Short task
Report every line in the rows below that contains the word "logo", copying each such line in full.

Entries for labeling bounding boxes:
>>>>>
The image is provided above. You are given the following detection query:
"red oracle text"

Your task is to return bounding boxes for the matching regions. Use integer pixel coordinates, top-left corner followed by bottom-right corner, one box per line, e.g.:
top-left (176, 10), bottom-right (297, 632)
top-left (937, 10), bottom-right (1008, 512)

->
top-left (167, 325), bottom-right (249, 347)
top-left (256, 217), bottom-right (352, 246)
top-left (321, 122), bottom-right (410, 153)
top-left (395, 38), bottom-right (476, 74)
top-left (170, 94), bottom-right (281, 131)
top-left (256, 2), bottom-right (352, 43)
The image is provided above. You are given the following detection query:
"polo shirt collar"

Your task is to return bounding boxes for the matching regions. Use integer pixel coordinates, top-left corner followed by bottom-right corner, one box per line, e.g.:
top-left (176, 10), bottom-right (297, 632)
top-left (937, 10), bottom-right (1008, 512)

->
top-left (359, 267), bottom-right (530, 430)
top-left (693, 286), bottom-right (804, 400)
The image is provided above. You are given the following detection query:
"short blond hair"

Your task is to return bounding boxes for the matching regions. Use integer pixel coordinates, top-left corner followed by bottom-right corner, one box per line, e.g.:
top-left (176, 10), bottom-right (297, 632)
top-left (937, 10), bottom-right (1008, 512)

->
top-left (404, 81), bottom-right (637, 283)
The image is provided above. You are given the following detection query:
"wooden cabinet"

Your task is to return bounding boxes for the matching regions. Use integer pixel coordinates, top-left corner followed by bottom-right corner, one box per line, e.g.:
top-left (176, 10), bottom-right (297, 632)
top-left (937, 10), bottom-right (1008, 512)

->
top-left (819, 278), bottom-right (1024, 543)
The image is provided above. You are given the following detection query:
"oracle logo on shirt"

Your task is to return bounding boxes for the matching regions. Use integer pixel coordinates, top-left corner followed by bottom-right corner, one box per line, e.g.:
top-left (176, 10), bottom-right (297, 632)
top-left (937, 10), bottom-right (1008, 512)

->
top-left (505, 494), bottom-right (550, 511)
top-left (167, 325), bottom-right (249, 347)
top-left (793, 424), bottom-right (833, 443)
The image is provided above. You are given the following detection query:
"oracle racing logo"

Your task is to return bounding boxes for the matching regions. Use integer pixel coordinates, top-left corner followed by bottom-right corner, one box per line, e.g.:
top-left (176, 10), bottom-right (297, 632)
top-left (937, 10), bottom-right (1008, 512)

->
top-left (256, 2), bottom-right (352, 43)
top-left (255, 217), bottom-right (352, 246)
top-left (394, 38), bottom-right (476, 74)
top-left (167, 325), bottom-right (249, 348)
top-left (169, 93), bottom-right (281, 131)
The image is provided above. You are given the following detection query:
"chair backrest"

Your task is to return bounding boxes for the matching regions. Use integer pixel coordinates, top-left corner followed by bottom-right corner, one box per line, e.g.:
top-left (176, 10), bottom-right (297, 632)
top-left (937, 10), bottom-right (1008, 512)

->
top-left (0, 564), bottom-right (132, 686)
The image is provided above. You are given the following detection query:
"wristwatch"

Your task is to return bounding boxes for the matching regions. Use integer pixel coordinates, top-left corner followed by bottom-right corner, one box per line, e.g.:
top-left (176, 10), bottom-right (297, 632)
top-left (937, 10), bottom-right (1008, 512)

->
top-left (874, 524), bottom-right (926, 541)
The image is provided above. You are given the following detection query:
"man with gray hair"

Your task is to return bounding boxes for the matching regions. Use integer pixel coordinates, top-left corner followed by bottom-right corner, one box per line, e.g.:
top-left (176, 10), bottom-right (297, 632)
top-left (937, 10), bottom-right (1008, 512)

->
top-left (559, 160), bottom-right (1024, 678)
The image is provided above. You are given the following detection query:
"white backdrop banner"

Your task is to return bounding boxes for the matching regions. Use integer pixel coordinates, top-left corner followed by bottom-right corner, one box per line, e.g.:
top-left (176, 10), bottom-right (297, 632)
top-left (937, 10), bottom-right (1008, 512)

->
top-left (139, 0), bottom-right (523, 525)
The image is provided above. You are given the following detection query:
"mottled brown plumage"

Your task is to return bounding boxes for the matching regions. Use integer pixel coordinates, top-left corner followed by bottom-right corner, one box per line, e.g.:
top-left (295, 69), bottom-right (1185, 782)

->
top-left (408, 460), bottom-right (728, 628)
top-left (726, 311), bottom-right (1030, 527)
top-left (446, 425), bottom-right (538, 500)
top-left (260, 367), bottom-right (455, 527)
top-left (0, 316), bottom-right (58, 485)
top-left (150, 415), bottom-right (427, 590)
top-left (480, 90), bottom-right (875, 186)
<<<<<
Answer to the problem
"oracle logo on shirt"
"oracle racing logo"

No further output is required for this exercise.